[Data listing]
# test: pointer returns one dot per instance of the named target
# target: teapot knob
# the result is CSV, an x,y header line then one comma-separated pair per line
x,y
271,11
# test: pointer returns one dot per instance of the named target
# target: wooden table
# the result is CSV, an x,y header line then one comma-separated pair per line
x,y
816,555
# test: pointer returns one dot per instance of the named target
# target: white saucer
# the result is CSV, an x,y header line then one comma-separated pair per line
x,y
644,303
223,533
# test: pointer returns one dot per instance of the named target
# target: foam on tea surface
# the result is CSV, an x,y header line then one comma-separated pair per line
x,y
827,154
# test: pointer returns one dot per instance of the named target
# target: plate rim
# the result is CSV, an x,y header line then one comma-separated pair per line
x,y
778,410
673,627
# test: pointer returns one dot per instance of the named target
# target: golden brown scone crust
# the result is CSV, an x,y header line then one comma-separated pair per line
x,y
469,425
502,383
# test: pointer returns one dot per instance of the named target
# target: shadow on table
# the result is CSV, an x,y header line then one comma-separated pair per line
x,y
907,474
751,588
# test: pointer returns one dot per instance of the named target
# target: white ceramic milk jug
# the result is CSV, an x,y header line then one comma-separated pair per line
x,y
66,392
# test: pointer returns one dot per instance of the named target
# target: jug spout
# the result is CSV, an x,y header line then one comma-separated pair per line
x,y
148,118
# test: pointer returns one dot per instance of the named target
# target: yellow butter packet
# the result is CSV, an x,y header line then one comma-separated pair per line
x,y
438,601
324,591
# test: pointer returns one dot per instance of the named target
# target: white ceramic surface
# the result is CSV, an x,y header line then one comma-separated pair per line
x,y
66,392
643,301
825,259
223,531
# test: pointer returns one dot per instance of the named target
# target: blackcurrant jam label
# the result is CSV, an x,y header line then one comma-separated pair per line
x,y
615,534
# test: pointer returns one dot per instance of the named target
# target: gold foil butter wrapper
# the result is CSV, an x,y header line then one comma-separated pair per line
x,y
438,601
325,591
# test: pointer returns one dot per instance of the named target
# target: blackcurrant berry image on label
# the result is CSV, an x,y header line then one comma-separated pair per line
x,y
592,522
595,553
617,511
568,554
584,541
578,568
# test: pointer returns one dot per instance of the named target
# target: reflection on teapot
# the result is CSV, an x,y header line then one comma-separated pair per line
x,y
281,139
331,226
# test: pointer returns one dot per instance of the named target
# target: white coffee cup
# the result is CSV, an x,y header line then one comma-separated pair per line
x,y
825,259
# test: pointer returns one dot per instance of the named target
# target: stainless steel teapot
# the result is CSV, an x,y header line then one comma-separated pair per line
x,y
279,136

### TASK STATEMENT
Write out the entries above word for word.

### EXERCISE RESULT
# test: pointer returns one dot per instance of the named target
# target: teapot knob
# the result is CSV, an x,y header line then one comma-separated pair per line
x,y
271,11
# test: pointer returns one dot per instance of the named target
# target: wooden table
# the result is CSV, an x,y header line then one comma-separated pair per line
x,y
816,555
# test: pointer returns one dot per instance of the named target
# target: white saucer
# the result is CSV, an x,y header line then one comma-separated pair per line
x,y
644,303
223,533
# test: pointer returns one dot per instance of the named target
# target: foam on tea surface
# the result is CSV, an x,y header line then one comma-separated pair per line
x,y
827,154
# test: pointer returns one dot per instance of the named target
# target: plate rim
# the result is CSV, an x,y header line then one comma-separated pair per line
x,y
778,410
673,627
# test: pointer returns one dot per instance of the named target
# target: golden brown scone crust
# the result is CSV, an x,y header line then one comma-separated pair per line
x,y
469,425
502,383
# test: pointer returns one dot per instance of the named target
# target: shadow on table
# the result is CSV, an x,y header line then one comma-separated pair per line
x,y
907,474
751,588
# test: pointer returns one dot per instance of the named target
# target: white ceramic milk jug
# the result is CSV, an x,y header line then one comma-separated pair per line
x,y
66,392
# test: pointer returns one dot per instance of the named target
# target: jug spout
# the result is CSV, an x,y header line then one comma-separated pair per line
x,y
148,118
# test: pointer returns one dot per instance of the named target
# target: yellow butter packet
# the result is CSV, an x,y header line then one comma-separated pair per line
x,y
438,601
324,591
# test: pointer returns one dot per instance of the named target
# target: white ceramic surface
# the result is CSV, an x,y header line then one comma-separated pair per line
x,y
66,392
643,301
825,259
223,531
# test: pointer returns one dot per instance of the named target
# target: blackcurrant jam label
# the result is CSV, an x,y header line then one comma-separated pair per line
x,y
615,534
# test: pointer returns one dot per instance of the named target
# target: gold foil butter wrapper
# the result is CSV, an x,y header line then one comma-separated pair per line
x,y
438,601
325,591
# test: pointer returns one dot per instance of the named target
# target: blackcurrant berry image on label
# the result is CSV, an x,y header line then one comma-separated pair per line
x,y
592,522
595,553
617,511
568,554
584,541
578,568
# test: pointer returns one dot per instance of the named target
# target: reflection on teapot
# the result is CSV, an x,y header line then one comma-separated pair per line
x,y
281,139
331,226
# test: pointer returns one dot per instance of the named target
# target: white coffee cup
# the result is CSV, an x,y header line then one comma-separated pair per line
x,y
825,259
# test: pointer returns one dot per instance of the named target
# target: stainless steel teapot
# the result is CSV, an x,y header line then one comma-separated pair per line
x,y
279,136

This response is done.